▶ [SET TASK]: Reproduce the lines from the one containing "Report the position of every instance of the shirt collar" through the one containing "pixel 504 453", both included, and substitute "jacket lapel" for every "shirt collar" while leaving all other text unchanged.
——
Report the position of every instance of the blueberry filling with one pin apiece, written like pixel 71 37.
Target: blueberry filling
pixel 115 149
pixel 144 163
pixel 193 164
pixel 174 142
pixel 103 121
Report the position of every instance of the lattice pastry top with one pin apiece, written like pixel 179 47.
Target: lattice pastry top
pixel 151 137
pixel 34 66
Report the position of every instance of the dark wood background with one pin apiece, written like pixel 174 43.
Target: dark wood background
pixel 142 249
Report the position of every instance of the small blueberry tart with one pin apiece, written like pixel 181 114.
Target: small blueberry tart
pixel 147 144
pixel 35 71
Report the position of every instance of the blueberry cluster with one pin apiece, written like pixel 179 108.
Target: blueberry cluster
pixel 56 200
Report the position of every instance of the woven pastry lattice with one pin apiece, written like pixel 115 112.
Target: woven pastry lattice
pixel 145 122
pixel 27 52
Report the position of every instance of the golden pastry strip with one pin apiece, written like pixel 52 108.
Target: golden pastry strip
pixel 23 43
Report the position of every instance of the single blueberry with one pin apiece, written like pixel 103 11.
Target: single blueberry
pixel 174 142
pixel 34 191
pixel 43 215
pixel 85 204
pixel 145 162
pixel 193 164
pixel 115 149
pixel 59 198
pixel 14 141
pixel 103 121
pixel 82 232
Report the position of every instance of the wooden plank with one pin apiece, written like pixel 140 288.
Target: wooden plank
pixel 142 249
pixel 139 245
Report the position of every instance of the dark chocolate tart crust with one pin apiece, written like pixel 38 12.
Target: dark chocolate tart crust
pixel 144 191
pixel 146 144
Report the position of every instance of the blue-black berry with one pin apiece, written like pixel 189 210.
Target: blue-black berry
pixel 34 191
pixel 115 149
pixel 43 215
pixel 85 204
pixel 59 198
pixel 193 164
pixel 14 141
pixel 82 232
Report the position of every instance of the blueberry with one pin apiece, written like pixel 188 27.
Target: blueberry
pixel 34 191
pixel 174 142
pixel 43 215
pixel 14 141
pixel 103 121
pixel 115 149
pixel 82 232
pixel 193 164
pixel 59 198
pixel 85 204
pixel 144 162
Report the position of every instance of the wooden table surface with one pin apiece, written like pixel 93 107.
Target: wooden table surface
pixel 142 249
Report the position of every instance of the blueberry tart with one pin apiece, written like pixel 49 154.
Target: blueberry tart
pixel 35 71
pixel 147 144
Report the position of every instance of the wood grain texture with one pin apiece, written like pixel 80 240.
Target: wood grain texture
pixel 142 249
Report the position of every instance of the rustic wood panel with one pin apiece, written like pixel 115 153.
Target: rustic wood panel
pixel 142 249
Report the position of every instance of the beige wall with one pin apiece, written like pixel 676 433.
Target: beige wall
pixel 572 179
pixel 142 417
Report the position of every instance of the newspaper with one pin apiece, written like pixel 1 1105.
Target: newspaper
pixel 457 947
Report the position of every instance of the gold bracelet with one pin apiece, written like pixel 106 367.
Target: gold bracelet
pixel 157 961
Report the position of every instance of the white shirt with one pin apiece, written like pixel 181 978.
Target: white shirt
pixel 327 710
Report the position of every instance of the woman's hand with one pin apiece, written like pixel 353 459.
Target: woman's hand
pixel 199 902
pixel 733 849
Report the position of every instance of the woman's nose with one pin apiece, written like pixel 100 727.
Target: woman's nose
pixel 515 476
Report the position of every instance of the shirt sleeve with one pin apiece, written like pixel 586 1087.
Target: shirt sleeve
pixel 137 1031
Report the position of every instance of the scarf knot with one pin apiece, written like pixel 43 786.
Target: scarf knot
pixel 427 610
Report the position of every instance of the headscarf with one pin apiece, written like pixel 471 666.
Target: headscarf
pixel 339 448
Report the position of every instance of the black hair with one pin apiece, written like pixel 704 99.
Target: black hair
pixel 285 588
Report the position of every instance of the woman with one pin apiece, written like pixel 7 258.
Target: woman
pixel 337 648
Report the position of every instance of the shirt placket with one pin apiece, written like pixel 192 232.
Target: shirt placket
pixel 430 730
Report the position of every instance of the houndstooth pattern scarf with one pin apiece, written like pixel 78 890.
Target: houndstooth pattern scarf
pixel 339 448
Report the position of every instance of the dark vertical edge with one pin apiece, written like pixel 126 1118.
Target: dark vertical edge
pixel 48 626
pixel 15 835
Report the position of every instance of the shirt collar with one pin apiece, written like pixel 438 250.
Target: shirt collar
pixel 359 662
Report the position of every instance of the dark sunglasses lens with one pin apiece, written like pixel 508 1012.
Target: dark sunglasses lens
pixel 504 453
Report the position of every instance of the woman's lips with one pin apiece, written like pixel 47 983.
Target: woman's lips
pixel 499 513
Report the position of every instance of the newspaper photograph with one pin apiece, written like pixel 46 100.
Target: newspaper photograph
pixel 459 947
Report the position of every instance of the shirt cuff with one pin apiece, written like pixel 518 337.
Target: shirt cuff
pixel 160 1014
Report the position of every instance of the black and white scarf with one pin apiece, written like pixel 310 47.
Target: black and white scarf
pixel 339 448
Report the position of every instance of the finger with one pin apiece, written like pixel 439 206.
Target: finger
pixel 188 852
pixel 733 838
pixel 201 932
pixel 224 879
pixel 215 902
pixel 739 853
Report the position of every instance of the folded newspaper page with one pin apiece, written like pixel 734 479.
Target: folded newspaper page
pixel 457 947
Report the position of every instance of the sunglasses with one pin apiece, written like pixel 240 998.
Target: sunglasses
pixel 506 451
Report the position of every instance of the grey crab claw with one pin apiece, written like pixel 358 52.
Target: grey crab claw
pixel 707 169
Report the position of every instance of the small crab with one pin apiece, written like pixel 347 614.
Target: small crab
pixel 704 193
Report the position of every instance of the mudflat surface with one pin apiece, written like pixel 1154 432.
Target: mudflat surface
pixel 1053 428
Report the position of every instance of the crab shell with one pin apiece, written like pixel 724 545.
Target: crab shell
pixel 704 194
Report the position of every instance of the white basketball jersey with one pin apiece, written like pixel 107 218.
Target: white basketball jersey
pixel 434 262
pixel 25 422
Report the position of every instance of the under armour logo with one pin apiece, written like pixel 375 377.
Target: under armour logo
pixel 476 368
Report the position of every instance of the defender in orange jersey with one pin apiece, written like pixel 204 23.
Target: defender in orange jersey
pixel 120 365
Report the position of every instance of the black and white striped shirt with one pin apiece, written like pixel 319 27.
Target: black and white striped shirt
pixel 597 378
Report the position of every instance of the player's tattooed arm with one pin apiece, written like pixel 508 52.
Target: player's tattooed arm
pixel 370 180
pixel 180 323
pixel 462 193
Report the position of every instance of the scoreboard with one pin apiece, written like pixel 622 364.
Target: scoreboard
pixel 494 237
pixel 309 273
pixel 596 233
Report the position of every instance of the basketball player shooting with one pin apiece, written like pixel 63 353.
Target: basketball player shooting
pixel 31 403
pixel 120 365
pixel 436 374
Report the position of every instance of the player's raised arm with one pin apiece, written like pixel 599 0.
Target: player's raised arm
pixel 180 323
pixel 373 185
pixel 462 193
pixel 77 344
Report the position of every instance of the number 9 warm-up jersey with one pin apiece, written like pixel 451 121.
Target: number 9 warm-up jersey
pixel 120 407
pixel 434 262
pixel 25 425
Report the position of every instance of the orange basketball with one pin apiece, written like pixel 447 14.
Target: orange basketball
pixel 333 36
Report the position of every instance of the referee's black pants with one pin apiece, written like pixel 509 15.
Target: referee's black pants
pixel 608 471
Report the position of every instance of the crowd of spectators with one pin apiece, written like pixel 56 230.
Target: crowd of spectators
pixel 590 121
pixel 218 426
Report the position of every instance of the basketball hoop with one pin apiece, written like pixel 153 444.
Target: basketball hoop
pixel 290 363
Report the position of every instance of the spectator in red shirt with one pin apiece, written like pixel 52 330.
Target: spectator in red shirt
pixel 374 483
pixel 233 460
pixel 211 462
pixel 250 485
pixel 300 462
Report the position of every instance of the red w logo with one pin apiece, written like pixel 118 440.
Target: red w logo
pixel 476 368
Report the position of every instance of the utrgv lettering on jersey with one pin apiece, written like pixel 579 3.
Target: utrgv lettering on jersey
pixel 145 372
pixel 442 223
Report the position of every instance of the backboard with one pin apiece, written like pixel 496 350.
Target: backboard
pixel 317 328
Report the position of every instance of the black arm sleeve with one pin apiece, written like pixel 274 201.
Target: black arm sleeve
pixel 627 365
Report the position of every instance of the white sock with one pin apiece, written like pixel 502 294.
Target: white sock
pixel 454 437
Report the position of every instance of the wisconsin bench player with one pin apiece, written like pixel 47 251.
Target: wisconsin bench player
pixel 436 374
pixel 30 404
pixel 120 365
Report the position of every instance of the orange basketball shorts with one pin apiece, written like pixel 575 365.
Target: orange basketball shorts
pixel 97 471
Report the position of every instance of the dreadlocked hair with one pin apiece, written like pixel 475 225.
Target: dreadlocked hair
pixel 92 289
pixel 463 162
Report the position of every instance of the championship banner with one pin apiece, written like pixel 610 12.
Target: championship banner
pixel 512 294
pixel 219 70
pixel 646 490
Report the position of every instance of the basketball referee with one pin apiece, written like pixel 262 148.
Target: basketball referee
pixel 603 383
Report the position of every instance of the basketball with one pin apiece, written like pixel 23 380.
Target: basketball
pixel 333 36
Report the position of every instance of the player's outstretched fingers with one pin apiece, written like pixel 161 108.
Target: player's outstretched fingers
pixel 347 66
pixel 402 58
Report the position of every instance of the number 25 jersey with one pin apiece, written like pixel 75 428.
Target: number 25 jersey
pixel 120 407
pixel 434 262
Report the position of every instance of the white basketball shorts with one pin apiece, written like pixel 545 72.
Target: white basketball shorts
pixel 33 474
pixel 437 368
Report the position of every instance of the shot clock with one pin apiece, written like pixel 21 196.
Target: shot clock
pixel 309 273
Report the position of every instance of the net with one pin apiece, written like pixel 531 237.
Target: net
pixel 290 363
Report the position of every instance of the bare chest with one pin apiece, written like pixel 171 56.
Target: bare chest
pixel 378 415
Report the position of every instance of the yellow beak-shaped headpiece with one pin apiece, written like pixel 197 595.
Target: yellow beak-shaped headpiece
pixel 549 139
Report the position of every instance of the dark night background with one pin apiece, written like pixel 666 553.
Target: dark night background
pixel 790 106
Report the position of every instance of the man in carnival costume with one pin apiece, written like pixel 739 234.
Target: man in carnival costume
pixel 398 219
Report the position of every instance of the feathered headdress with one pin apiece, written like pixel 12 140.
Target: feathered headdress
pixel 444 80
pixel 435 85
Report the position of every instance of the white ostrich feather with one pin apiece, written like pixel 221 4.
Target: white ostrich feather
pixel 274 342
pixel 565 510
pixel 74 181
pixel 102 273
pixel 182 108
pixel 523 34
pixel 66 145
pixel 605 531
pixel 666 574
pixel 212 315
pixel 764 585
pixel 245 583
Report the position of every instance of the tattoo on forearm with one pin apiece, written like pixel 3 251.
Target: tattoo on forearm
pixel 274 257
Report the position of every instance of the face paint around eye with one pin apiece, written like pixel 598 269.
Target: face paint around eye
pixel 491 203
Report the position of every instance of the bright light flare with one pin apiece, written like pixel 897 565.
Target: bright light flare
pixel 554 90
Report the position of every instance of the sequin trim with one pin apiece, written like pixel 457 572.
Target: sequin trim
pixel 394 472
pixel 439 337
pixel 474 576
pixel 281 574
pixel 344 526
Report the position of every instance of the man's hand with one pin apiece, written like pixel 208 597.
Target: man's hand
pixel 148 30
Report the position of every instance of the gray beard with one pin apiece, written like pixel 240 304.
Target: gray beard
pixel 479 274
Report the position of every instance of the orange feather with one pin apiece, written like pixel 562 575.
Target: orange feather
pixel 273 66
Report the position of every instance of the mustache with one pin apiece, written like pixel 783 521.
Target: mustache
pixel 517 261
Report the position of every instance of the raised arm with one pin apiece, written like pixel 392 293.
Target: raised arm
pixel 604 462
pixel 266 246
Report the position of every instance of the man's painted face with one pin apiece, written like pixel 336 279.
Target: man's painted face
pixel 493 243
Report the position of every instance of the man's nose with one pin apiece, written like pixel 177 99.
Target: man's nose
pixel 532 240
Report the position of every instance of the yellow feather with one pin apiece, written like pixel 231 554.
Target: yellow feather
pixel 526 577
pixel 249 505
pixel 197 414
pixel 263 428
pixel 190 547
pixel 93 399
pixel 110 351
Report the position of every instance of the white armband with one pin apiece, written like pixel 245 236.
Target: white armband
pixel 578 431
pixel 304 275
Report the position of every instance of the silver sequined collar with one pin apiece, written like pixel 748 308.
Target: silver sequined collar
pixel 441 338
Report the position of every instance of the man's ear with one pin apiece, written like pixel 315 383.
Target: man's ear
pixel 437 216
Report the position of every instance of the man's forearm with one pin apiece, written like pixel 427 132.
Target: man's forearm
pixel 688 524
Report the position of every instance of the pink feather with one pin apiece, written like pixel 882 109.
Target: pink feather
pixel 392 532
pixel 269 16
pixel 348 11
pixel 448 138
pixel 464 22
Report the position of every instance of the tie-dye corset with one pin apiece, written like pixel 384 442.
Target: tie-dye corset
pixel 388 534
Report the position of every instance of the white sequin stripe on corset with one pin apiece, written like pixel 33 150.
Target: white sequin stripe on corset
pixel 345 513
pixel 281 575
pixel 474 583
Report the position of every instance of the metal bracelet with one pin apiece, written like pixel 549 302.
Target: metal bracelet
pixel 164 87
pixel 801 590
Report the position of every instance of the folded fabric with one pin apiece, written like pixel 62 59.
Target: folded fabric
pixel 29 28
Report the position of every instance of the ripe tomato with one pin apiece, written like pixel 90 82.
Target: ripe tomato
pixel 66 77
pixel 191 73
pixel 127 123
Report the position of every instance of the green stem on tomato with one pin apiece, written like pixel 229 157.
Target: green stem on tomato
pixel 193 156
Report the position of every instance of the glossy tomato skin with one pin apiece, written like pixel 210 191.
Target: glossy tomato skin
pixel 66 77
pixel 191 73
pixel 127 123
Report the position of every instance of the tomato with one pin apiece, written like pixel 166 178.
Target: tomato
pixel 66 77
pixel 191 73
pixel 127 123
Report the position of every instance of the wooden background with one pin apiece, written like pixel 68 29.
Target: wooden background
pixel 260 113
——
▶ [TASK RESULT]:
Report the position of every instance of the jacket lapel with one pin apiece, written like pixel 438 250.
Target: jacket lapel
pixel 359 662
Report the position of every instance of the dark sunglasses lens with one pin apiece, written like pixel 508 1012.
Target: dark sunglasses lens
pixel 504 453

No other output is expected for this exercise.